Exercise requirements: Turn the records from the line containing "Task: each instance of the coat" through the line containing "[[52, 264], [229, 293], [429, 296]]" into a Markdown table with a "Row" column for the row number and a "Line" column for the line itself. Skip blank lines and leave out the pictures.
* Start Source material *
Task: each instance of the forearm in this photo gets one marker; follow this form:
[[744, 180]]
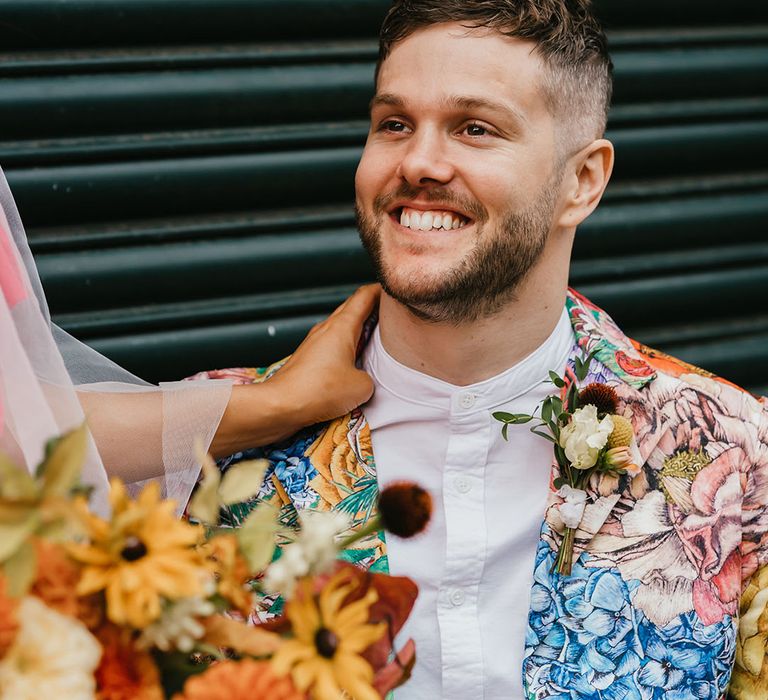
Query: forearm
[[257, 414]]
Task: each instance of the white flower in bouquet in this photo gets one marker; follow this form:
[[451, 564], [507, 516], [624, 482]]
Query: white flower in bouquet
[[313, 552], [584, 437], [52, 656], [178, 625]]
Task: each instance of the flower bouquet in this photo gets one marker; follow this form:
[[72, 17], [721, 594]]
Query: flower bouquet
[[144, 606]]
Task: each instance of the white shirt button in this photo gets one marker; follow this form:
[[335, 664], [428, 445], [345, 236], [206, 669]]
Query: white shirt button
[[467, 400], [462, 484]]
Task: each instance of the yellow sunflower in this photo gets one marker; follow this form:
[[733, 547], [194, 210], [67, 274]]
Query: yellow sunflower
[[324, 657], [144, 553]]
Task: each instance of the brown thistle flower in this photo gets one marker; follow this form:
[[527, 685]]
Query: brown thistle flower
[[601, 396], [404, 508]]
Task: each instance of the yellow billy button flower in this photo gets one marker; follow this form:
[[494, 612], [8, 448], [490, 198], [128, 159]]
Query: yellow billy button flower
[[140, 556], [622, 433], [324, 657]]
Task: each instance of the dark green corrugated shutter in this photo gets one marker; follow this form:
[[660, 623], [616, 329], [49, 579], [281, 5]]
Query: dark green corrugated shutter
[[185, 169]]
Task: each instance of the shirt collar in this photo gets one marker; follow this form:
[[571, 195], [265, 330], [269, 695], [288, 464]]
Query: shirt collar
[[419, 388]]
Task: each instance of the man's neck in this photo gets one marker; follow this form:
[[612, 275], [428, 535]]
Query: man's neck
[[463, 354]]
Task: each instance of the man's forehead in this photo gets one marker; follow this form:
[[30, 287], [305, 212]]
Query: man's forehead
[[453, 61]]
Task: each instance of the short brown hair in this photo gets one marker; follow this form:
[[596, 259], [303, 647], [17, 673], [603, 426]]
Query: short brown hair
[[578, 70]]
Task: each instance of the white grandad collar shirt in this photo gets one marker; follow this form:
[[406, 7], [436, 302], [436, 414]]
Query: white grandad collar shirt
[[474, 564]]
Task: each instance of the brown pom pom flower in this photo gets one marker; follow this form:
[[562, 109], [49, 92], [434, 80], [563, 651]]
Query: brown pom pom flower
[[601, 396], [404, 508]]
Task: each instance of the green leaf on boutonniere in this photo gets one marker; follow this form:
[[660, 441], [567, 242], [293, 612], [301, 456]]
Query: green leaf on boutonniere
[[512, 418], [544, 435], [556, 380]]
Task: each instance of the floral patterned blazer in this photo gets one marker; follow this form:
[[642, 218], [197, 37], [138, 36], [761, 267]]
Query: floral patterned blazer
[[668, 597]]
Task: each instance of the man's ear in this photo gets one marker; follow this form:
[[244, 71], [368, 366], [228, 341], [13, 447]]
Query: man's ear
[[587, 175]]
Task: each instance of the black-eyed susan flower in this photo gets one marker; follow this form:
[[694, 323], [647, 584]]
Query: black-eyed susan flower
[[324, 657], [139, 557]]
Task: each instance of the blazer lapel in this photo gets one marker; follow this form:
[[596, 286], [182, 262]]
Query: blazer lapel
[[618, 364], [342, 456]]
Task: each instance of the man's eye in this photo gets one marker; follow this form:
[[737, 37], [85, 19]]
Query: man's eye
[[393, 126], [476, 130]]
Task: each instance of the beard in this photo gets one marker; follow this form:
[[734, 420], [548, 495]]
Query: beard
[[487, 278]]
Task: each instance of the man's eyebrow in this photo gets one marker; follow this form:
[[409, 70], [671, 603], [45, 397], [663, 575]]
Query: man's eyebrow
[[470, 103], [465, 103], [387, 99]]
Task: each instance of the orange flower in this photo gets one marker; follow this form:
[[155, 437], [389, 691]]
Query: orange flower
[[56, 582], [9, 623], [125, 672], [231, 572], [242, 680]]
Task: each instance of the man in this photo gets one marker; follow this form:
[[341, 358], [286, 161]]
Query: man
[[485, 153]]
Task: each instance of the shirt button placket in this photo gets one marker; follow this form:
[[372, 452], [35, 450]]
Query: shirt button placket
[[463, 497]]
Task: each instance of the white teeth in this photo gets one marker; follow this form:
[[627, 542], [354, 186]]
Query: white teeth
[[418, 220]]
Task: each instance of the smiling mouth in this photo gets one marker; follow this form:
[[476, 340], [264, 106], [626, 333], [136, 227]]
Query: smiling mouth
[[432, 220]]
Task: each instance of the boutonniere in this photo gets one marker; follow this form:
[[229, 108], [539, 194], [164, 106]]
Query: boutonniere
[[590, 440]]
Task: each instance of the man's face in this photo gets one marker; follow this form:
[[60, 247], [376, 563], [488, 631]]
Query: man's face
[[457, 186]]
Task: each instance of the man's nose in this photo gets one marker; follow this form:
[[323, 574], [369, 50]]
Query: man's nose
[[426, 160]]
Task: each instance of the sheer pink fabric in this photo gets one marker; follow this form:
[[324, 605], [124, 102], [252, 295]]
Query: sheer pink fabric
[[50, 383]]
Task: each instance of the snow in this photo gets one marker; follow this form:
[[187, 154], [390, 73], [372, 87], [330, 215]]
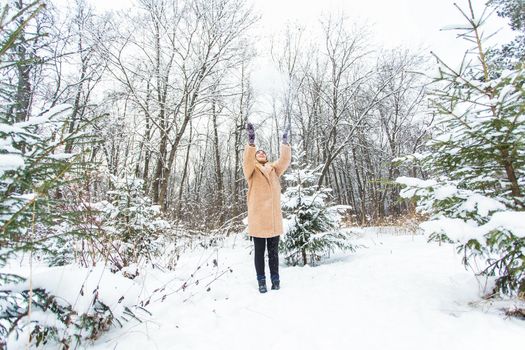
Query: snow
[[397, 292], [10, 162], [455, 229], [508, 220], [482, 203], [66, 282]]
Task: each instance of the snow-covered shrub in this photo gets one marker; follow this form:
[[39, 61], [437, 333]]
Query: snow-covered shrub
[[313, 226], [34, 170], [69, 305], [476, 160], [130, 222]]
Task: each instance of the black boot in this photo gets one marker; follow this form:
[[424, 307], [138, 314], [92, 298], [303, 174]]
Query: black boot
[[262, 286], [276, 285]]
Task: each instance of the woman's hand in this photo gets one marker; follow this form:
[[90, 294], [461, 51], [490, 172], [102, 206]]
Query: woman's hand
[[251, 133], [285, 135]]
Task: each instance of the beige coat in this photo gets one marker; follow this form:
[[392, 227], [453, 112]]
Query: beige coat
[[264, 192]]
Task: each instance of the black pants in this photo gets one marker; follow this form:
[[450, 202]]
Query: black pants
[[273, 256]]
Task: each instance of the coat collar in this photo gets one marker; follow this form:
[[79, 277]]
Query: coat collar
[[266, 169]]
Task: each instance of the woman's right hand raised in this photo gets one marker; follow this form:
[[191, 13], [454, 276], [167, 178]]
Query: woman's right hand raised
[[251, 133]]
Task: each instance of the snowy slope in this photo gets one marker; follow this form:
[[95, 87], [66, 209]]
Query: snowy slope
[[398, 293]]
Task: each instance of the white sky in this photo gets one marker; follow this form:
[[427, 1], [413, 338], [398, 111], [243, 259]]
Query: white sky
[[413, 24]]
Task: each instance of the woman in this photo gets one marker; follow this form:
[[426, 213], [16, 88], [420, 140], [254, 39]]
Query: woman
[[265, 221]]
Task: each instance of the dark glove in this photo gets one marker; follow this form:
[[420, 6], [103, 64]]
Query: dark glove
[[285, 135], [251, 133]]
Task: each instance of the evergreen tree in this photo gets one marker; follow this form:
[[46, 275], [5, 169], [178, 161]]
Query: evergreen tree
[[511, 53], [313, 225], [34, 169], [477, 164]]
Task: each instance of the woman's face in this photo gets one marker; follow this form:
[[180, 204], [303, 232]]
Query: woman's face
[[260, 156]]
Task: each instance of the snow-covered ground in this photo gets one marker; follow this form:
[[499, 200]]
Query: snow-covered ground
[[399, 292]]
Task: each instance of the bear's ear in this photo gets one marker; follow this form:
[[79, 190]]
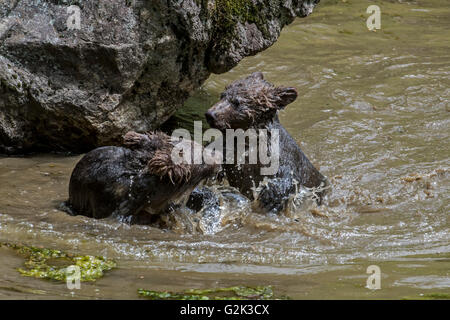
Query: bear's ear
[[283, 96], [257, 75]]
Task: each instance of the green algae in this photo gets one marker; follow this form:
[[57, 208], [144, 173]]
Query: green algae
[[52, 264], [229, 293], [429, 296]]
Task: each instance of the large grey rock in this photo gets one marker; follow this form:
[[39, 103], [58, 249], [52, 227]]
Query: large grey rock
[[130, 65]]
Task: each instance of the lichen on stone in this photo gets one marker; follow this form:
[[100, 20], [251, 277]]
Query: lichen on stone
[[228, 293], [52, 264]]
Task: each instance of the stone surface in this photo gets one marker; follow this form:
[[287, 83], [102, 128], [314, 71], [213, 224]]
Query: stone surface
[[129, 67]]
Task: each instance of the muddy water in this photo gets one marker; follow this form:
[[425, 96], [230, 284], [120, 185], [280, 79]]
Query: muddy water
[[372, 113]]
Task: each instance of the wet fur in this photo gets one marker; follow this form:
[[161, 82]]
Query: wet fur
[[123, 181], [254, 103]]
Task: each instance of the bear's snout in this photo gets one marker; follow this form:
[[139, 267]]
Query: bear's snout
[[210, 117]]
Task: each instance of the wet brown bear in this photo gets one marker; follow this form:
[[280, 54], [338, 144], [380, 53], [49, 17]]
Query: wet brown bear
[[253, 103], [139, 176]]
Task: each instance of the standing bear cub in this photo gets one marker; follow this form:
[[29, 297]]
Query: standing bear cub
[[139, 178], [253, 103]]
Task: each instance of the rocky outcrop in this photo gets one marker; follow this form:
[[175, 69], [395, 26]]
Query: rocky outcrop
[[74, 84]]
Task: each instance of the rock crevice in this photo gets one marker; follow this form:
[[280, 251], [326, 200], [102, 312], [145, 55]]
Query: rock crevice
[[130, 65]]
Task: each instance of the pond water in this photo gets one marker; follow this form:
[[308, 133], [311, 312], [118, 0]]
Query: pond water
[[373, 114]]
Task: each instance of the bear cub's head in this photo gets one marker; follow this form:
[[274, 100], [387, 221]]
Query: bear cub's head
[[249, 103]]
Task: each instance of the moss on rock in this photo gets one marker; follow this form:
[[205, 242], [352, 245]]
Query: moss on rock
[[229, 293]]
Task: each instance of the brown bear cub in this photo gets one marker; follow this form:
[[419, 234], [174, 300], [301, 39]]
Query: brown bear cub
[[253, 103], [134, 179]]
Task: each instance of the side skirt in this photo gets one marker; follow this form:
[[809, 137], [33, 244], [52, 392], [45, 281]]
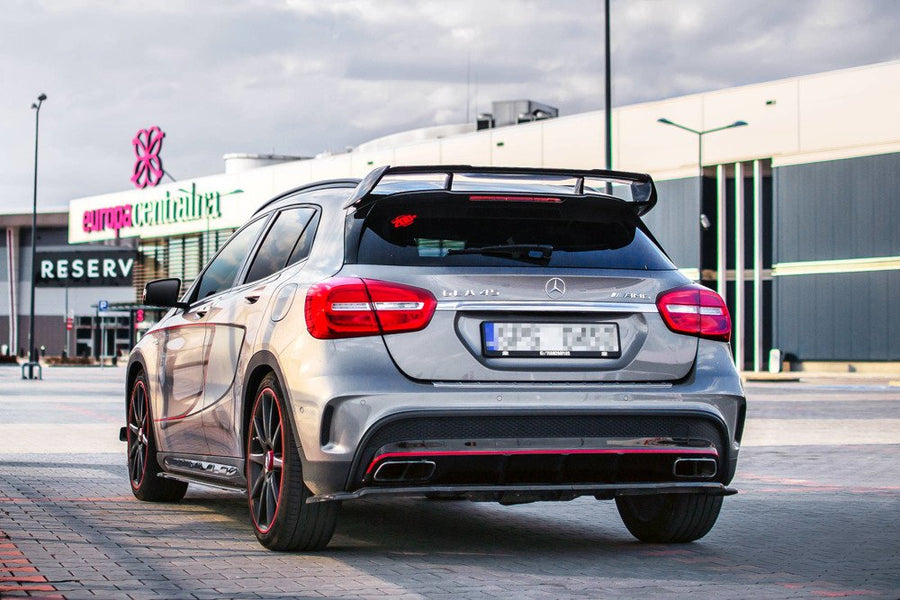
* End Source material *
The answer:
| Row | Line |
|---|---|
| 1 | Task: each instance of the coat collar in this photo gets one marker; follow this form: |
| 2 | [[79, 277]] |
| 3 | Query: coat collar |
| 4 | [[266, 169]] |
| 5 | Task: each instance of the woman's right hand raised in this photo gets one marker; follow this form: |
| 6 | [[191, 13], [454, 276], [167, 178]] |
| 7 | Query: woman's right hand raised |
| 8 | [[251, 133]] |
| 9 | Task: each instance of the snowy slope in this photo gets one marker; follow this form: |
| 10 | [[95, 87], [66, 209]] |
| 11 | Query: snowy slope |
| 12 | [[398, 293]] |
| 13 | Task: each instance of the white sky in this photo gets one marker; follow this form: |
| 14 | [[427, 1], [413, 338], [398, 111], [243, 259]] |
| 15 | Query: white sky |
| 16 | [[413, 24]] |
| 17 | Task: each instance of the woman in this photo gets one marker; follow this form: |
| 18 | [[426, 213], [16, 88], [420, 140], [254, 39]] |
| 19 | Query: woman |
| 20 | [[265, 221]] |
| 21 | Task: each instance of the dark glove in this photo gets one marker; follow this form: |
| 22 | [[420, 6], [103, 64]] |
| 23 | Query: dark glove |
| 24 | [[285, 135], [251, 133]] |
| 25 | Task: each instance of the evergreen tree in this photo gets one marker; follow this form: |
| 26 | [[46, 275], [5, 169], [178, 161]] |
| 27 | Query: evergreen tree |
| 28 | [[511, 53], [313, 225], [34, 169], [477, 164]] |
| 29 | Task: each instance of the woman's face in this photo gets one marker; follow this form: |
| 30 | [[180, 204], [303, 232]] |
| 31 | Query: woman's face |
| 32 | [[260, 156]] |
| 33 | Task: each instance of the snow-covered ground in this photo gets one marker; follow this form: |
| 34 | [[499, 200]] |
| 35 | Query: snow-covered ground |
| 36 | [[399, 292]] |
| 37 | Task: each instance of the bear's ear in this photo gets one marker; follow this form: |
| 38 | [[79, 190]] |
| 39 | Query: bear's ear |
| 40 | [[283, 96], [257, 75]] |
| 41 | Task: each instance of the green algae in this photo gets one marker; follow this form: |
| 42 | [[57, 208], [144, 173]] |
| 43 | Query: green algae |
| 44 | [[52, 264], [229, 293], [429, 296]] |